= Tâches et exercices =
**1)** D'après le passage sur la latéralisation de l'activité OTv, dans quel hémisphère l'activité de la région OTv est-elle latéralisée pendant la lecture de mots ?
**2)** Poursuivez le passage sur la latéralisation de l'activité OTv après sa dernière phrase.

V.1. La latéralisation d’activité OTv lors de la lecture et la latéralisation frontale du langage

En comparant les individus avec la dominance HG typique et la dominance HD atypique pour la production du langage, nos résultats en potentiels évoqués et nos résultats en IRMf étaient cohérents en montrant que l’activité de la région OTv pendant la lecture de mots est latéralisée dans le même hémisphère que les structures antérieures sous-tendant la production du langage. Cela suggérerait que la latéralité fonctionnelle de cette région lors de la lecture de mots soit une fonction de l’interaction avec d’autres structures sous-tendant le traitement des mots (Vigneau et al., 2005 ; Hillis et al., 2005) et ne dérive pas simplement de l’asymétrie hémisphérique du processus visuel du bas niveau (Cohen et al., 2000 ; Dehaene et al., 2005).

La nécessité de relier les informations orthographiques aux informations lexicales et/ou phonologiques pourrait rendre compte de la latéralisation de l’activité OTv dans l’hémisphère dominant pour la production du langage. Un tel lien est probablement établi précocement lors de l’apprentissage de la lecture et serait activé automatiquement lorsqu’on lit.

(Entrées issues d'une collection)

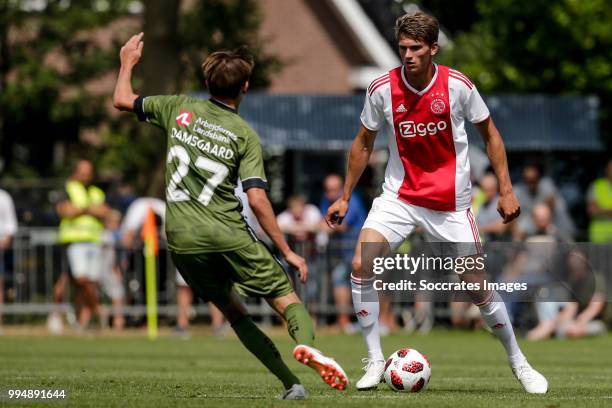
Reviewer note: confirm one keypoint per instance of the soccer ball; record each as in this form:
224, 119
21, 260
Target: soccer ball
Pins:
407, 370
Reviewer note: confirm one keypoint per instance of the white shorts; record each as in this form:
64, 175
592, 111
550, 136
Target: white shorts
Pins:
396, 220
84, 260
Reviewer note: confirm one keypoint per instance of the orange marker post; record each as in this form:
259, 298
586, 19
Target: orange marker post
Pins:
151, 248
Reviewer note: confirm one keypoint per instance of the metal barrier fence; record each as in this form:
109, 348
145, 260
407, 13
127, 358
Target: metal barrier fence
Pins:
37, 263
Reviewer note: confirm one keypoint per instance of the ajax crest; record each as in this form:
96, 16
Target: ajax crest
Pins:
184, 119
438, 106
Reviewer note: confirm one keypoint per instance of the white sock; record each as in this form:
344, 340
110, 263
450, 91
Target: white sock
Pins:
496, 316
367, 309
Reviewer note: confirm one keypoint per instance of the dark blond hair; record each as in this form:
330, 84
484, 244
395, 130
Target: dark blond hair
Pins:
225, 71
417, 26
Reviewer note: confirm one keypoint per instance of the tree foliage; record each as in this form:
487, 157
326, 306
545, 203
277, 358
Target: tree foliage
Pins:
558, 47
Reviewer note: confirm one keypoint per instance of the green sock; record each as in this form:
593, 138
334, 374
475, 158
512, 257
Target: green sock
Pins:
262, 347
299, 324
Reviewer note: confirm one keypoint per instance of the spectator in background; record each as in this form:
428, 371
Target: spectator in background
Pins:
582, 314
599, 207
535, 189
341, 247
301, 222
8, 228
538, 261
82, 211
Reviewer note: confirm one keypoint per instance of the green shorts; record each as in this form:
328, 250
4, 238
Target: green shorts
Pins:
251, 270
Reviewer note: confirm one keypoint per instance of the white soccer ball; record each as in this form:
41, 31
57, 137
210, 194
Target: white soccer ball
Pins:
407, 370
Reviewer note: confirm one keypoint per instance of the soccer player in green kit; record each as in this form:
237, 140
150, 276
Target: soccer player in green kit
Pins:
210, 147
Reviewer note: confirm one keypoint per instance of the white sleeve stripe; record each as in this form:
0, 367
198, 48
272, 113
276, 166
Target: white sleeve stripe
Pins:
458, 78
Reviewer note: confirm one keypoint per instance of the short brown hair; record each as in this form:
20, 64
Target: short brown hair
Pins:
418, 26
225, 71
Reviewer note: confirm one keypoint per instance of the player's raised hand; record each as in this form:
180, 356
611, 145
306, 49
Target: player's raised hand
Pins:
508, 207
336, 213
298, 263
132, 51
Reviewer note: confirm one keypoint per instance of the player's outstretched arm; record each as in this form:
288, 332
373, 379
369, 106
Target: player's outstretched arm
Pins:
259, 203
508, 206
124, 96
361, 150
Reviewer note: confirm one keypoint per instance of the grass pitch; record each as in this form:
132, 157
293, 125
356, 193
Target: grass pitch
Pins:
468, 370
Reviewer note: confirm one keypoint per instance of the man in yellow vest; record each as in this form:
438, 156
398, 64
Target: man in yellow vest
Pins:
599, 207
82, 213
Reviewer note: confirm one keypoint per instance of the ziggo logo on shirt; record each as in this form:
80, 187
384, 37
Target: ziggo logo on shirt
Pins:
410, 129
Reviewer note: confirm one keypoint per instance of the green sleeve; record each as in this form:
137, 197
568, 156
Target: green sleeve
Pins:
158, 110
251, 170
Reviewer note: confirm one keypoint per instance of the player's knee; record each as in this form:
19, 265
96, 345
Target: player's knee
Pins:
356, 266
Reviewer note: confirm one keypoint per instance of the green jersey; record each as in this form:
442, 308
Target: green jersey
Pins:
209, 148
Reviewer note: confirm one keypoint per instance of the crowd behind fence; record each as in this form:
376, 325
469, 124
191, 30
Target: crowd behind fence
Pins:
36, 263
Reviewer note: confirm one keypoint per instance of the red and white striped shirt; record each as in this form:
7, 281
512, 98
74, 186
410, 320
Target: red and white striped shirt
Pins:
428, 148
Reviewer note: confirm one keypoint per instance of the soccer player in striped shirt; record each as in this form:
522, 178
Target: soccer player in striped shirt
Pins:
423, 106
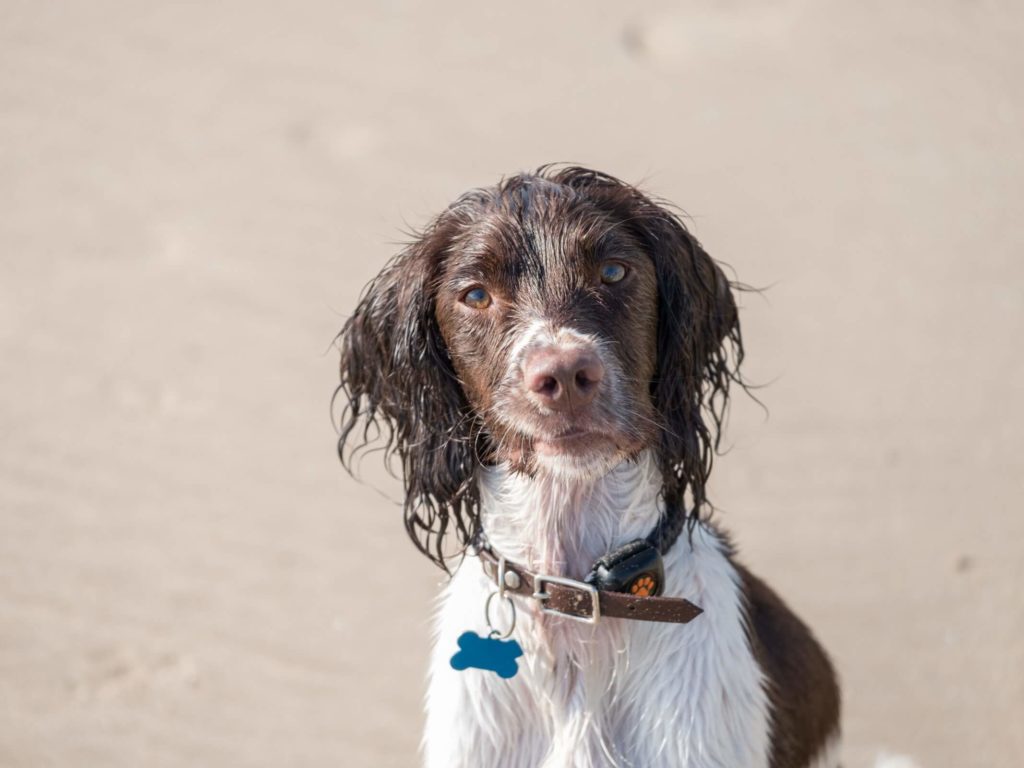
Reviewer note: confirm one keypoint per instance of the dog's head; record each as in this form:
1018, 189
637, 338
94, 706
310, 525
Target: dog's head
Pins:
559, 322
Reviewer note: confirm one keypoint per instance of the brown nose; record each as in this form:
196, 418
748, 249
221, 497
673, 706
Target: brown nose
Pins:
562, 379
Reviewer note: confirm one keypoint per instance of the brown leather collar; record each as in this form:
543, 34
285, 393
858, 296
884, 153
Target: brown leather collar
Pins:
580, 600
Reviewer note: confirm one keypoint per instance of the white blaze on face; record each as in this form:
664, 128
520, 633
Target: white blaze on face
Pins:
593, 456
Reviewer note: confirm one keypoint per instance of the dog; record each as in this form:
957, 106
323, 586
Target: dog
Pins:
550, 361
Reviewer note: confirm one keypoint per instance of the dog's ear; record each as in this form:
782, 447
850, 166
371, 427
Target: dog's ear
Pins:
699, 346
699, 349
398, 388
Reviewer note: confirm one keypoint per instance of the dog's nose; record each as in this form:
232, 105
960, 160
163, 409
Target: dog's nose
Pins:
562, 379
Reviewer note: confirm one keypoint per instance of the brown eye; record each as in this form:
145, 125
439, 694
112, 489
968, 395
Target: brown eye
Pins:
611, 271
476, 298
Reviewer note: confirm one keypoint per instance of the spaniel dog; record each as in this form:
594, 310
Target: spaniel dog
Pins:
550, 360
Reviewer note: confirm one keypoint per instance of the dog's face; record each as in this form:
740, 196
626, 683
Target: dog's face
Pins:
548, 309
559, 322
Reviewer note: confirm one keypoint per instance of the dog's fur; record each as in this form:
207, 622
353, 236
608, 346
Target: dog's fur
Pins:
448, 359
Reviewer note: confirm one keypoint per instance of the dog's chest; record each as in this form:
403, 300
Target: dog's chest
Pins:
617, 693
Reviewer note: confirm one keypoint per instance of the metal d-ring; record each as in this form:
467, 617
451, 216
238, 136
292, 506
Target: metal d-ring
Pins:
486, 614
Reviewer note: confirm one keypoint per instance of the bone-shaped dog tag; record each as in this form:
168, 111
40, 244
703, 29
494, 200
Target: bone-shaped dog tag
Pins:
487, 653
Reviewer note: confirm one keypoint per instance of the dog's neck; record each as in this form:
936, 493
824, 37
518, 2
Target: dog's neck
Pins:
560, 524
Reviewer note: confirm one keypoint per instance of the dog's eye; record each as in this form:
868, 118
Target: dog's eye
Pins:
476, 298
611, 271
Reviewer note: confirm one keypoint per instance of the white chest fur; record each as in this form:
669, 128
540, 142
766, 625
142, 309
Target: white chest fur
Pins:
621, 692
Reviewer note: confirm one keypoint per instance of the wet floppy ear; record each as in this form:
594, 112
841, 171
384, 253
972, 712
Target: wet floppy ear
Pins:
699, 349
399, 390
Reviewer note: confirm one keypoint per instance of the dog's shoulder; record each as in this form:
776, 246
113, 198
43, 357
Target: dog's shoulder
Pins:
802, 686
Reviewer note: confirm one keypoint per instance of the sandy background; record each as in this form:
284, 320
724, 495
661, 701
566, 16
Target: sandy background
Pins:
192, 197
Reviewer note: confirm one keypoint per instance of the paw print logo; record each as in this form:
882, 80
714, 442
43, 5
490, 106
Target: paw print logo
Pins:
645, 586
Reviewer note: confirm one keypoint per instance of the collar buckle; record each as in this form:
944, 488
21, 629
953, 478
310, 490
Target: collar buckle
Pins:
579, 587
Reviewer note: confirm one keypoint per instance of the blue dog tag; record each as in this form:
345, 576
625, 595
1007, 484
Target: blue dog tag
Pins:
486, 653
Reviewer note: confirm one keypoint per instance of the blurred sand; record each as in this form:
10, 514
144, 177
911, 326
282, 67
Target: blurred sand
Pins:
192, 197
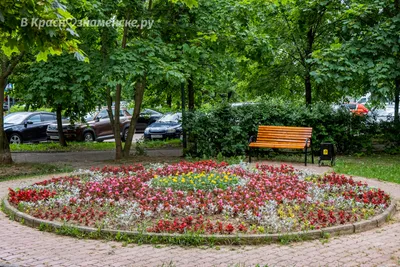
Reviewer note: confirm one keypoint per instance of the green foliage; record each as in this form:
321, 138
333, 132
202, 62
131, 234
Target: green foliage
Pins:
226, 130
23, 170
379, 166
18, 108
91, 146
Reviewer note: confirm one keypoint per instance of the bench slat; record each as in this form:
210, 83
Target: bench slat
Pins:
287, 137
282, 140
277, 145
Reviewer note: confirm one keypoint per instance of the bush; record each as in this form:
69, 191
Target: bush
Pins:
227, 129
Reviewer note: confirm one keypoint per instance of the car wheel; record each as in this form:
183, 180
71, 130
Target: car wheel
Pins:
88, 137
125, 134
15, 139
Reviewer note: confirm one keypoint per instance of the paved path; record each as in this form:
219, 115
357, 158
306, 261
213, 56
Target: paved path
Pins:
24, 246
86, 156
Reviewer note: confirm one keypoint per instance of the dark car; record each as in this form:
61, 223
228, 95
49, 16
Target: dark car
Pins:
146, 117
21, 127
168, 126
97, 127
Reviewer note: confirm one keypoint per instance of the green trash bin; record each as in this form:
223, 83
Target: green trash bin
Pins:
327, 152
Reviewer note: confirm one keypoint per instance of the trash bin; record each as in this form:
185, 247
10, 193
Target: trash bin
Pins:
327, 152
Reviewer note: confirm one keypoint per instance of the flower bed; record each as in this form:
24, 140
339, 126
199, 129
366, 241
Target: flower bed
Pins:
202, 197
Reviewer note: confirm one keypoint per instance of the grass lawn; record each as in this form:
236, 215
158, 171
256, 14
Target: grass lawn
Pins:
383, 167
88, 146
379, 166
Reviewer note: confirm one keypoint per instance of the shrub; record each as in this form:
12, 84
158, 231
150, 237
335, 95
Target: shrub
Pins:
227, 129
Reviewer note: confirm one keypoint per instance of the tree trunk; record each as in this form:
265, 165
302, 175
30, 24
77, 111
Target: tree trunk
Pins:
307, 77
61, 136
191, 93
396, 100
307, 84
6, 68
5, 153
139, 93
117, 126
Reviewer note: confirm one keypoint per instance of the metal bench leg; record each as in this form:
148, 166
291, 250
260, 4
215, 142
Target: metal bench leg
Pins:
312, 155
305, 157
250, 155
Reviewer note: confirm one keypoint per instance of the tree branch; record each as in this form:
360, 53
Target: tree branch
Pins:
12, 65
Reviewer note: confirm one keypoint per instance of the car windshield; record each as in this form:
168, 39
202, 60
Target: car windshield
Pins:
89, 117
14, 118
170, 118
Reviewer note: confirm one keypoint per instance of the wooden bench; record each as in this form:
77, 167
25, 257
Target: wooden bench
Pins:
283, 137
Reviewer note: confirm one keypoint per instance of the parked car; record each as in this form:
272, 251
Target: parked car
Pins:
96, 127
21, 127
168, 126
357, 108
146, 117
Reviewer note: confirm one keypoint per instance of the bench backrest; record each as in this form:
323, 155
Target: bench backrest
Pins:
283, 134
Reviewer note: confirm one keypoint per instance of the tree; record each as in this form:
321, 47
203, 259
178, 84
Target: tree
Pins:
68, 86
367, 52
19, 39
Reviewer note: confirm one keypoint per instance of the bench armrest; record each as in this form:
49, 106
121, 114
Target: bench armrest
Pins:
307, 140
252, 139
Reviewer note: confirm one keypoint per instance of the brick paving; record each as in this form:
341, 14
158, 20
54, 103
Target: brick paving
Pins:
24, 246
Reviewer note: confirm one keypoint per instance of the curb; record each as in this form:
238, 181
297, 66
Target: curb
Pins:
253, 239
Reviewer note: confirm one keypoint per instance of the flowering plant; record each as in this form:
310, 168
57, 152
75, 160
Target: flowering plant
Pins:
193, 181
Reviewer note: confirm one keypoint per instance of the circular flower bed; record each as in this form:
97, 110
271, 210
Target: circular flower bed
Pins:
202, 197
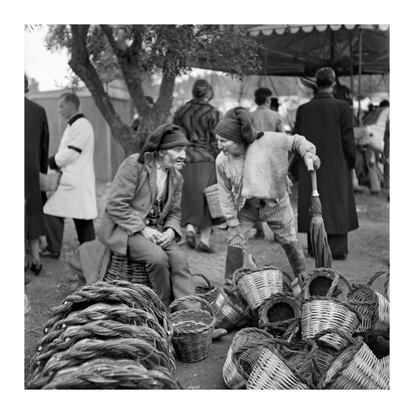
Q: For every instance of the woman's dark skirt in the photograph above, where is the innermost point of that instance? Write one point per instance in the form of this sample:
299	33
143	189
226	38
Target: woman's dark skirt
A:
194	208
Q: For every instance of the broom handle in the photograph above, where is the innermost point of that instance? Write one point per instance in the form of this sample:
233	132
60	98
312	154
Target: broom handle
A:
314	184
309	165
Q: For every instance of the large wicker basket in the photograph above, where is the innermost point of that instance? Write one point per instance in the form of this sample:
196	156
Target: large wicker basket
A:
321	313
192	322
230	309
122	268
272	371
107	373
132	342
242	355
279	312
326	282
257	285
372	307
213	201
356	367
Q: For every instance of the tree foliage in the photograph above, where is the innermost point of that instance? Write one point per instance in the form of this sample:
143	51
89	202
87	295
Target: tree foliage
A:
101	53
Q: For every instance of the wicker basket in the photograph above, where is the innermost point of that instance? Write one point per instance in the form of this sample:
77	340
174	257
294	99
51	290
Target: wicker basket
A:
279	312
272	371
70	333
375	282
213	201
321	313
106	373
230	309
326	282
206	291
122	268
192	322
372	307
356	367
116	292
257	285
242	355
144	351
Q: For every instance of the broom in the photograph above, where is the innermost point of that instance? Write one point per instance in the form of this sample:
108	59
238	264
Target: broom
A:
317	232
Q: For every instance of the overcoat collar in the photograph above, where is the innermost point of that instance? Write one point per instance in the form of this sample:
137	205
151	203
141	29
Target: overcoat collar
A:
75	118
323	95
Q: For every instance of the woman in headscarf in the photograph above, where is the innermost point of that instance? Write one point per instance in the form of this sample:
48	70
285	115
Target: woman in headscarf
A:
198	119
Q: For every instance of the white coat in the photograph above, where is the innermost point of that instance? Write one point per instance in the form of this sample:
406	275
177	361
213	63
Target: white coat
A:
75	196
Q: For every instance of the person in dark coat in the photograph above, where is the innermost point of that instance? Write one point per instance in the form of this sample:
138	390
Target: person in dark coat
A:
36	148
198	118
327	122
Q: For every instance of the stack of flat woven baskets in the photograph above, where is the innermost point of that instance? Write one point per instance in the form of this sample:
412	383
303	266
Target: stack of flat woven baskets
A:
310	342
106	335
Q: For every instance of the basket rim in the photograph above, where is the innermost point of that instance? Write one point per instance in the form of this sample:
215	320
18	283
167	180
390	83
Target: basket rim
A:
245	271
297	374
339	302
352	349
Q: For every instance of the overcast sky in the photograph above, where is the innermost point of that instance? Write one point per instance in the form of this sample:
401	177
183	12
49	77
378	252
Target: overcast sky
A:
49	69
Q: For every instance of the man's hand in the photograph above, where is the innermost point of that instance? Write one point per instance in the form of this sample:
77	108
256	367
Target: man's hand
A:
235	236
151	234
166	238
312	161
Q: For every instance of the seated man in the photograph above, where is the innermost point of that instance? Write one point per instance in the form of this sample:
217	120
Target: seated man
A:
143	212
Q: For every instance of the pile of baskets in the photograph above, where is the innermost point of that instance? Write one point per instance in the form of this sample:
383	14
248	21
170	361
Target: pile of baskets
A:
106	336
316	341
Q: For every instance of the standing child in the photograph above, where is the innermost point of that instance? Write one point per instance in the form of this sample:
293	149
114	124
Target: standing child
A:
252	179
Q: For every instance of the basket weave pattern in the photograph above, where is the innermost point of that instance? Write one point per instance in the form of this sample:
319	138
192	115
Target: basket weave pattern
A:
272	372
242	355
207	291
257	285
326	282
276	307
372	307
122	268
319	314
106	373
230	309
110	322
192	322
213	201
356	368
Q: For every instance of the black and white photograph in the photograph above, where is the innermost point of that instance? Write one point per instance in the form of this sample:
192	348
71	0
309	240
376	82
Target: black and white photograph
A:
207	208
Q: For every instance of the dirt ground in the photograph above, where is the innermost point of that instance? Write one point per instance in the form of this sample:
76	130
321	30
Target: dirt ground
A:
368	253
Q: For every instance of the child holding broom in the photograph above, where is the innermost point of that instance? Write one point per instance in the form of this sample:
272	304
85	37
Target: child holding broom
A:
253	184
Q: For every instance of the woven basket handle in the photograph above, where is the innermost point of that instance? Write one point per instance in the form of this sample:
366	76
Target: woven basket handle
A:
186	300
335	282
339	332
204	278
386	273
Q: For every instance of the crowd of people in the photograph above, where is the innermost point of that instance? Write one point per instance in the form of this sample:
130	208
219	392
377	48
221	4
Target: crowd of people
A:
159	192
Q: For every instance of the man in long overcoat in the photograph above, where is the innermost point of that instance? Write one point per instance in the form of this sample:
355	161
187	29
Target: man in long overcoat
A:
327	122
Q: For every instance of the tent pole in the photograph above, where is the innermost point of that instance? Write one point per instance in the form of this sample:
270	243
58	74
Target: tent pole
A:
351	63
359	75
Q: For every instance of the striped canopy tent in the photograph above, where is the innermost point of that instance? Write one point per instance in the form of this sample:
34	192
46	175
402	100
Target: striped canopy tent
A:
294	50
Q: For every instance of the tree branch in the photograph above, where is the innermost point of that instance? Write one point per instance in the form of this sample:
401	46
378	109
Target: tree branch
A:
128	61
81	65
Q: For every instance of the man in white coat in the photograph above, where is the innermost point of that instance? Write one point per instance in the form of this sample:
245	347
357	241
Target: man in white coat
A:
75	196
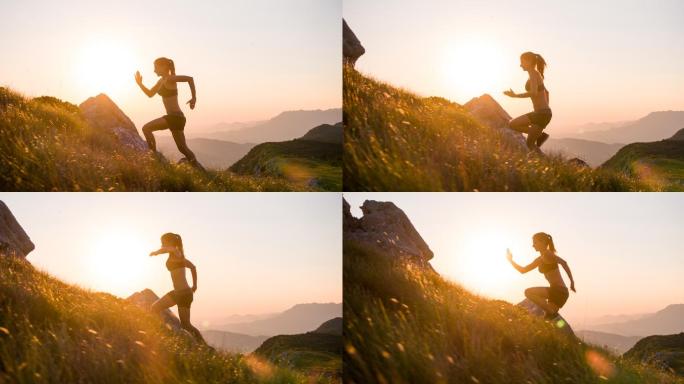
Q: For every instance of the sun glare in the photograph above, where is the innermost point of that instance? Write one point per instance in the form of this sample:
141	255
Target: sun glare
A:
105	66
118	262
472	68
480	264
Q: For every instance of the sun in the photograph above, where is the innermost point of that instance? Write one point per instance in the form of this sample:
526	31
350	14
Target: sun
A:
105	66
473	67
118	262
479	263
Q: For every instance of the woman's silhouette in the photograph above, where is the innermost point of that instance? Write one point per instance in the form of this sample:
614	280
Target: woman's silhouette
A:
174	120
182	294
533	123
550	299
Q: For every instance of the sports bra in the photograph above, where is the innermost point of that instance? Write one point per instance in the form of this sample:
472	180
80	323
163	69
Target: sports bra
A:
174	263
527	87
167	92
547	267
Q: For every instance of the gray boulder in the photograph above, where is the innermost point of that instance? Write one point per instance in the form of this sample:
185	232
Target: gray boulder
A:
145	298
13	239
102	113
387	228
559	322
351	46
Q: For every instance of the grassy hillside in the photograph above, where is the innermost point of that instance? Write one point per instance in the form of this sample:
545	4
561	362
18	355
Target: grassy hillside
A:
407	325
45	145
397	141
53	332
311	352
659	164
299	161
664	350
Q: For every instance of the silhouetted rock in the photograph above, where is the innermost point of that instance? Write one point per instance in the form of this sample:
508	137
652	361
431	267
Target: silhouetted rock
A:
351	46
13	240
489	113
559	322
102	113
387	228
145	298
332	326
663	351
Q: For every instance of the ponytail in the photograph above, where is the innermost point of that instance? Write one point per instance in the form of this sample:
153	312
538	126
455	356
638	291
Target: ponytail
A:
168	63
541	66
546	238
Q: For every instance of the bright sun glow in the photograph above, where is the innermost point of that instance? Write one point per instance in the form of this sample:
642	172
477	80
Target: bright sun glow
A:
105	66
118	262
472	68
481	264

= Résultats par tâche =
**1)** Dans le même hémisphère que les structures antérieures qui sous-tendent la production du langage.

**2)**
Bien que cette corrélation entre la latéralisation de l’activité OTv lors de la lecture et la latéralisation fonctionnelle des régions langagières frontales du langage soit assez cohérente chez les individus typiques, nous avons observé chez l’un des cinq participants dominants HD atypiques une dissociation entre la latéralisation de ces deux régions. Il est également intéressant de constater que les coordonnées du pic d’activité OTv (droit) d’autres participants atypiques étaient aussi plus variables que pour les participants typiques.

Une récente étude de (Lee et al., 2008) sur un grand nombre de patients épileptiques chroniques a montré qu’il existe peu de patients montrant une dissociation de dominance hémisphérique entre les fonctions langagières. En utilisant le test de Wada, ils ont examiné l’hémisphère dominant pour la production et la compréhension du langage, et le résultat a permis de distinguer 4 patients sur 490 qui manifestaient une telle dissociation de dominance hémisphérique entre ces deux fonctions. Cette dissociation, par ailleurs, n’est pas nécessairement liée à l’épilepsie. Elle a aussi été rapportée chez l’homme sain, mais très rarement. Le seul cas connu à ce jour et à notre connaissance est celui décrit par (Jansen et al., 2006a) d’un jeune homme sain de 26 ans, droitier sans antécédent neurologique ou psychiatrique. Chez ce sujet, l’activation de l’aire de Broca était typiquement observée dans l’HG, tandis que l’aire de Wernicke était latéralisée dans l’HD lors d’une tâche de fluence verbale.

Nos résultats, combinés à ceux d’études précédentes, semblent indiquer une plasticité neuronale dans notre cerveau. Une explication possible serait que malgré une liaison fonctionnelle entre les régions langagières antérieures et la région OTv dans l’hémisphère dominant indépendamment de sa latéralisation, une différence (probable) d’asymétrie anatomique, même légère, puisse moduler la réponse cérébrale tant au niveau des coordonnées que de l’intensité d’activation. Ce point sera discuté dans la section V.3.